[[ LISTED RECORDS open ]]

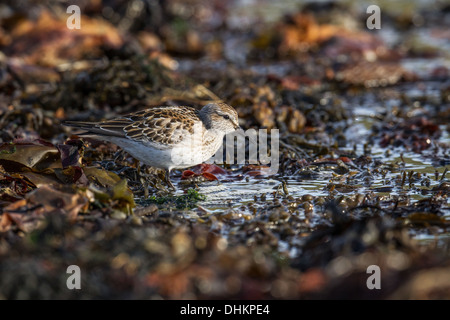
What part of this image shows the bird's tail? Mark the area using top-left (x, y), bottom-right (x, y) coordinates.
top-left (62, 121), bottom-right (96, 130)
top-left (62, 120), bottom-right (125, 138)
top-left (62, 121), bottom-right (103, 136)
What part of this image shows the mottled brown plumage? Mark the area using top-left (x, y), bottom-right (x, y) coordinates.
top-left (100, 106), bottom-right (200, 145)
top-left (63, 103), bottom-right (240, 189)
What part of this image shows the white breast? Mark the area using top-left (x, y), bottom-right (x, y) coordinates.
top-left (168, 127), bottom-right (224, 169)
top-left (107, 126), bottom-right (225, 170)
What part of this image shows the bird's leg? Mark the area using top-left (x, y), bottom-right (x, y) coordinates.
top-left (141, 166), bottom-right (150, 199)
top-left (113, 149), bottom-right (125, 163)
top-left (135, 159), bottom-right (141, 179)
top-left (165, 169), bottom-right (176, 191)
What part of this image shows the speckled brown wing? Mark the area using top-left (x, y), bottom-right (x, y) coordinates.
top-left (98, 106), bottom-right (201, 146)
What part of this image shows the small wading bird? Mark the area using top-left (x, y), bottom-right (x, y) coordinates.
top-left (63, 102), bottom-right (240, 190)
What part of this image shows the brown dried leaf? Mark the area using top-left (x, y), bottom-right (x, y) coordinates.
top-left (2, 199), bottom-right (44, 232)
top-left (0, 143), bottom-right (61, 172)
top-left (20, 172), bottom-right (61, 188)
top-left (26, 185), bottom-right (88, 222)
top-left (5, 10), bottom-right (123, 67)
top-left (83, 167), bottom-right (121, 188)
top-left (279, 13), bottom-right (343, 54)
top-left (0, 211), bottom-right (15, 232)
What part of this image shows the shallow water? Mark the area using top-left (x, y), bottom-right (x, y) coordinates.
top-left (191, 80), bottom-right (448, 205)
top-left (155, 0), bottom-right (450, 254)
top-left (166, 76), bottom-right (449, 251)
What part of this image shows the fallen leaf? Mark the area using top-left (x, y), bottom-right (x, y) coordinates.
top-left (83, 167), bottom-right (122, 187)
top-left (54, 166), bottom-right (87, 185)
top-left (0, 143), bottom-right (61, 171)
top-left (201, 172), bottom-right (218, 181)
top-left (181, 170), bottom-right (196, 180)
top-left (20, 172), bottom-right (61, 188)
top-left (1, 199), bottom-right (43, 232)
top-left (5, 9), bottom-right (123, 67)
top-left (112, 179), bottom-right (135, 210)
top-left (242, 165), bottom-right (273, 176)
top-left (57, 142), bottom-right (82, 168)
top-left (279, 13), bottom-right (343, 54)
top-left (0, 187), bottom-right (26, 203)
top-left (192, 164), bottom-right (228, 175)
top-left (181, 164), bottom-right (227, 181)
top-left (0, 212), bottom-right (17, 232)
top-left (26, 185), bottom-right (89, 222)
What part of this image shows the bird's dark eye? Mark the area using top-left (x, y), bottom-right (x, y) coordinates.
top-left (223, 115), bottom-right (230, 120)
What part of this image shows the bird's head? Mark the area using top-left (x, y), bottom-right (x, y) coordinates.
top-left (200, 102), bottom-right (240, 134)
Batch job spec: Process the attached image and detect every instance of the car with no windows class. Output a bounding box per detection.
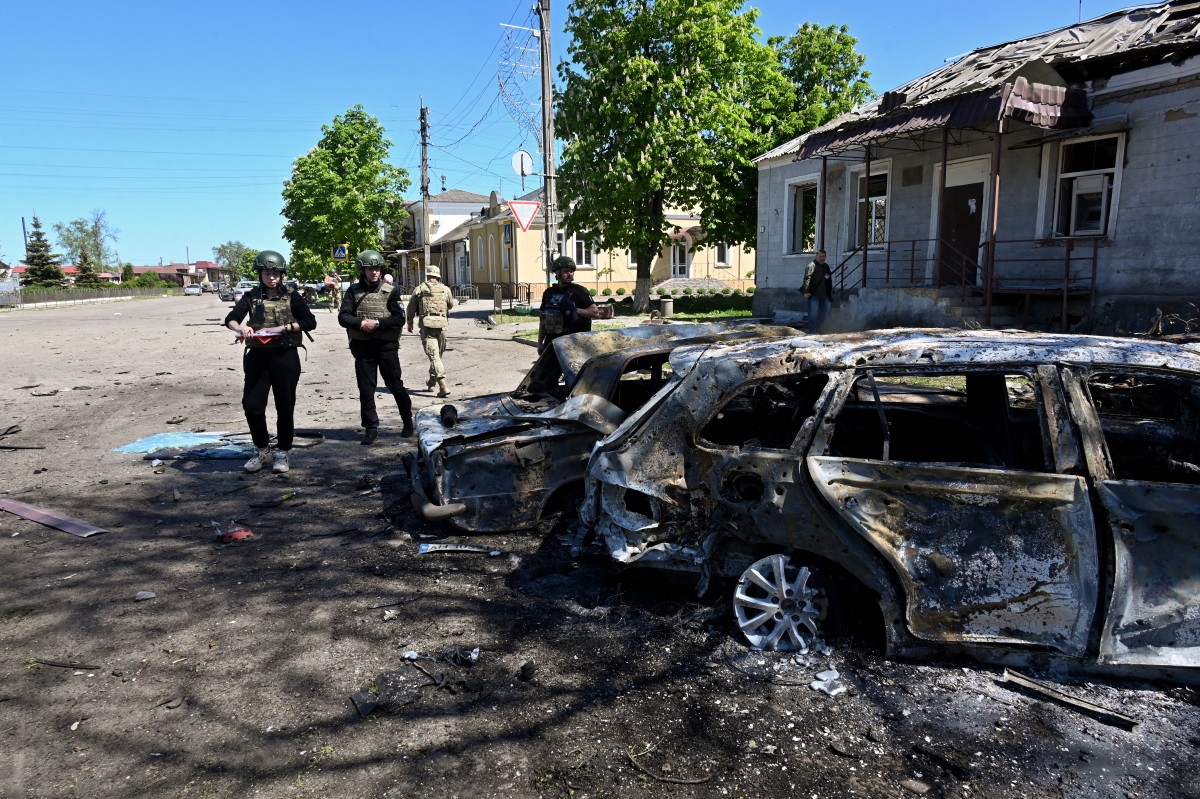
[404,322,796,533]
[580,328,1200,679]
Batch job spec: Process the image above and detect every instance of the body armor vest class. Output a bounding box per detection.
[246,287,302,348]
[347,284,402,342]
[415,281,451,330]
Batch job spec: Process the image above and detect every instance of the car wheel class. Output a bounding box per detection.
[733,553,823,652]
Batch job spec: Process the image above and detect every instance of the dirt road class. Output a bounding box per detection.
[0,295,1197,799]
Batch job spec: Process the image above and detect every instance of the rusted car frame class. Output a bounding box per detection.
[581,329,1200,678]
[404,322,795,533]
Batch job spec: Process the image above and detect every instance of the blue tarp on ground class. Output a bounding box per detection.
[113,432,231,453]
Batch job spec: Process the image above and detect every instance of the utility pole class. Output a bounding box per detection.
[419,101,432,281]
[537,0,558,278]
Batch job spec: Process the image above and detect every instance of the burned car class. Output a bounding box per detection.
[404,322,795,532]
[581,328,1200,677]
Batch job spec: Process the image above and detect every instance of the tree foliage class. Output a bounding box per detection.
[212,241,250,275]
[769,23,873,144]
[281,106,411,283]
[72,251,107,289]
[237,249,260,280]
[53,209,120,269]
[120,263,135,283]
[21,216,65,288]
[556,0,792,310]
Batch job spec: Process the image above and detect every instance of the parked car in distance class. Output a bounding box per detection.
[581,328,1200,679]
[404,322,797,533]
[183,284,202,296]
[232,281,258,302]
[218,285,235,302]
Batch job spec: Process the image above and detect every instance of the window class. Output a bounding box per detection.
[557,231,595,268]
[501,234,511,271]
[671,243,689,278]
[1088,370,1200,484]
[854,171,889,247]
[700,374,830,450]
[788,181,818,253]
[474,236,485,270]
[627,249,638,270]
[827,371,1048,470]
[715,242,731,267]
[1054,135,1122,237]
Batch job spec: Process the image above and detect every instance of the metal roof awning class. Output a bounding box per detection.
[793,78,1091,161]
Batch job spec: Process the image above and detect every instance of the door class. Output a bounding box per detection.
[1059,368,1200,669]
[807,367,1098,655]
[938,182,983,287]
[671,244,689,278]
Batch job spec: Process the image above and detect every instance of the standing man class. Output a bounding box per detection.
[802,249,833,332]
[224,250,317,474]
[537,255,600,355]
[406,264,455,398]
[324,270,341,313]
[338,250,413,444]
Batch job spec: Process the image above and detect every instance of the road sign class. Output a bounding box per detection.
[509,200,540,232]
[331,244,349,261]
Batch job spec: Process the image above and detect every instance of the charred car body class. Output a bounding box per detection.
[581,329,1200,678]
[405,322,796,532]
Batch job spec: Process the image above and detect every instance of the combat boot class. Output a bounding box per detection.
[400,417,415,438]
[437,379,451,398]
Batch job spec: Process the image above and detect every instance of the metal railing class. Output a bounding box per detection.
[832,237,1099,331]
[451,284,479,301]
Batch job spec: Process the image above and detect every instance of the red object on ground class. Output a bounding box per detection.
[219,528,254,543]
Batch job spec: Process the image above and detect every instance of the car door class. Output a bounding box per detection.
[807,366,1099,655]
[1059,366,1200,669]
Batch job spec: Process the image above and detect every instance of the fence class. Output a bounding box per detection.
[0,287,170,308]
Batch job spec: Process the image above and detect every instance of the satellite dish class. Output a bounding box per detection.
[511,150,535,178]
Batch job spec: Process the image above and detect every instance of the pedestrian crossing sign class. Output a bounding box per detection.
[332,244,349,261]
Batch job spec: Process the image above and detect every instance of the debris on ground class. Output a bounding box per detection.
[0,498,107,538]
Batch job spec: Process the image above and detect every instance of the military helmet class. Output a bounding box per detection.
[254,250,287,273]
[426,264,441,279]
[551,255,576,273]
[355,250,386,272]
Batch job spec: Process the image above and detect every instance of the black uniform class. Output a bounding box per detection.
[540,282,596,340]
[338,278,413,434]
[224,286,317,452]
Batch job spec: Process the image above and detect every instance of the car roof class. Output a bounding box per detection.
[551,322,797,386]
[670,327,1200,377]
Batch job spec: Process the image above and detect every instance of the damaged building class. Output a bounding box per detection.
[753,1,1200,334]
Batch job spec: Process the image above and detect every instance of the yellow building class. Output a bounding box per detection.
[464,190,755,303]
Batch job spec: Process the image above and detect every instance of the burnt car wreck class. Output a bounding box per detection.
[405,322,794,532]
[580,329,1200,679]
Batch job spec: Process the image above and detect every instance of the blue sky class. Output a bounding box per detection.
[1,0,1136,267]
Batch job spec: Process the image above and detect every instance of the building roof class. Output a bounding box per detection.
[410,189,492,207]
[757,0,1200,163]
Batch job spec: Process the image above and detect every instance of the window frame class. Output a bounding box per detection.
[786,178,820,255]
[1050,133,1125,239]
[715,242,731,267]
[849,161,891,249]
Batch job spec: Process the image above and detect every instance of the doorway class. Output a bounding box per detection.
[939,182,983,287]
[671,243,689,279]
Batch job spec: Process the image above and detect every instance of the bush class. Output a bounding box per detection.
[746,286,755,294]
[682,288,692,295]
[616,287,626,295]
[655,287,667,296]
[588,288,597,296]
[732,289,743,296]
[601,288,612,296]
[721,287,732,295]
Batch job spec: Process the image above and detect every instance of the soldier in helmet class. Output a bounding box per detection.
[406,264,455,397]
[224,250,317,474]
[537,255,600,355]
[338,249,413,444]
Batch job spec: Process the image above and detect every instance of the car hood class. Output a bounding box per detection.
[415,391,626,454]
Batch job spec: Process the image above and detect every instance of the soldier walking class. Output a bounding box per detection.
[406,264,455,398]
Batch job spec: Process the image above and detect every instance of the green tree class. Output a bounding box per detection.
[20,216,65,288]
[556,0,792,311]
[281,106,411,283]
[53,209,119,269]
[212,240,249,277]
[769,23,873,144]
[120,263,135,283]
[237,249,260,279]
[72,251,106,289]
[130,270,168,288]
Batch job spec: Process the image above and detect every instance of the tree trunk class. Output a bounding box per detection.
[631,189,666,314]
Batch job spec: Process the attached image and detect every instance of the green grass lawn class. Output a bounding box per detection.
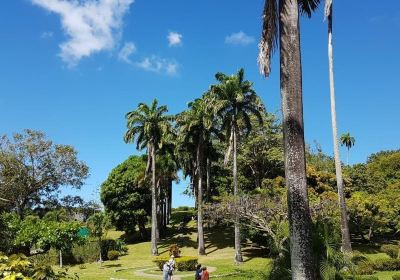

[[ LISTED RECORDS closed ]]

▶ _WHAT TO PRODUCE_: Print the lines from the one that contains "of the building" through the final line of the material above, exactly and only those, with pictures left out.

▶ _RESULT FOR THIS TASK_:
Batch job spec: Process the image above and detect every instance of the building roof class. Output a bounding box per detection.
[410,189,492,207]
[757,0,1200,163]
Batch job spec: Process the image above and detect every instance of the window frame class. Output a bounding box per detection.
[786,178,820,255]
[1050,133,1125,239]
[715,242,731,267]
[849,161,891,249]
Batch job spec: Process the image above and detect every instance of the doorway class. Output a bounding box per detection.
[939,182,983,287]
[671,243,689,279]
Batch job spec: Process the image above and detect every instance of the bush class. Output a bounding box per detection.
[746,286,755,294]
[682,288,692,295]
[616,287,626,295]
[655,287,667,296]
[588,288,597,296]
[732,289,743,296]
[601,288,612,296]
[721,287,732,295]
Batch job spec: Process the image above and detect every instance of the soldier in helmet class. Output a bounding box per detection.
[406,264,455,397]
[224,250,317,474]
[537,255,600,355]
[338,249,413,444]
Batch job spec: Process the image above and detect every instance of the car hood class. Output a bounding box per detection.
[415,391,626,454]
Batch job spec: Process the image above and detect every instance of the soldier walking class. Output a bounding box per detection.
[406,264,455,398]
Batch job spec: Process the image above and detect every instance of the green tree class. Output a bounding box per detection.
[20,216,65,288]
[556,0,792,311]
[281,106,411,283]
[53,209,119,269]
[212,240,249,277]
[769,23,873,144]
[120,263,135,283]
[237,249,260,279]
[72,251,106,289]
[130,270,168,288]
Batch job spec: Process the image above and detect every instance of the tree trunk class. Output a bounding box per detection.
[631,189,666,314]
Batch job spec: Process the attached image and detect every instance of the green grass lawn class. Output a bounding box per detection.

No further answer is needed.